[Written problem A]: Using the post about PetSmart trainers, say whether each statement agrees with it: (i) the writer was paid by the hour plus a commission on each class sold; (ii) managers earn most of their money through commission on classes; (iii) a trainer's experience protects the trainer from replacement when sales plans go unmet. Answer yes or no for each and quote the deciding words.
[Written problem B]: Reproduce word for word the part of the post about PetSmart trainers running from "I am a former" down to "paying the class!".

[Extract]:
I am a former petsmart trainer and I was paid hourly pay plus commission for each class sold. Trainers do make the bulk of their money through the commission, mangers make their money through bonus for reaching sales plans. I believe that every store is run different and you will find good and bad within ANY profession. With Petsmart being a big corporation, money and meeting sales goals is priory, if sales goals are not met mangers do not get their bonus's. Therefore when a trainer can't sell enough and make their sales plan, it is likely and common that they will be pushed out of the position, hours cut and/ or let go and replaced with a better salesperson regardless of that trainers dedication, knowledge or experience. 
I am sure your Trainer would be fired if his mangers found out he let you in without paying the class!

[Data listing]:
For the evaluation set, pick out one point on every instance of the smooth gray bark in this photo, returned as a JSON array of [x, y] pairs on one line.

--

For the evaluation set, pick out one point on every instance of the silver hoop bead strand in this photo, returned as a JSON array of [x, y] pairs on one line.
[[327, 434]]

---

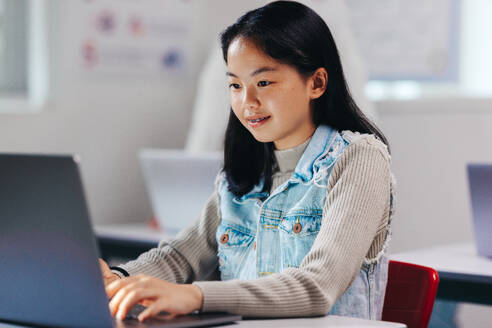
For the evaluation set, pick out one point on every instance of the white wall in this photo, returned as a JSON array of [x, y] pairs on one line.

[Complete answer A]:
(i) Yes: "I was paid hourly pay plus commission for each class sold"
(ii) No: "mangers make their money through bonus for reaching sales plans"
(iii) No: "replaced with a better salesperson regardless of that trainers dedication, knowledge or experience"

[Complete answer B]:
I am a former petsmart trainer and I was paid hourly pay plus commission for each class sold. Trainers do make the bulk of their money through the commission, mangers make their money through bonus for reaching sales plans. I believe that every store is run different and you will find good and bad within ANY profession. With Petsmart being a big corporation, money and meeting sales goals is priory, if sales goals are not met mangers do not get their bonus's. Therefore when a trainer can't sell enough and make their sales plan, it is likely and common that they will be pushed out of the position, hours cut and/ or let go and replaced with a better salesperson regardless of that trainers dedication, knowledge or experience. 
I am sure your Trainer would be fired if his mangers found out he let you in without paying the class!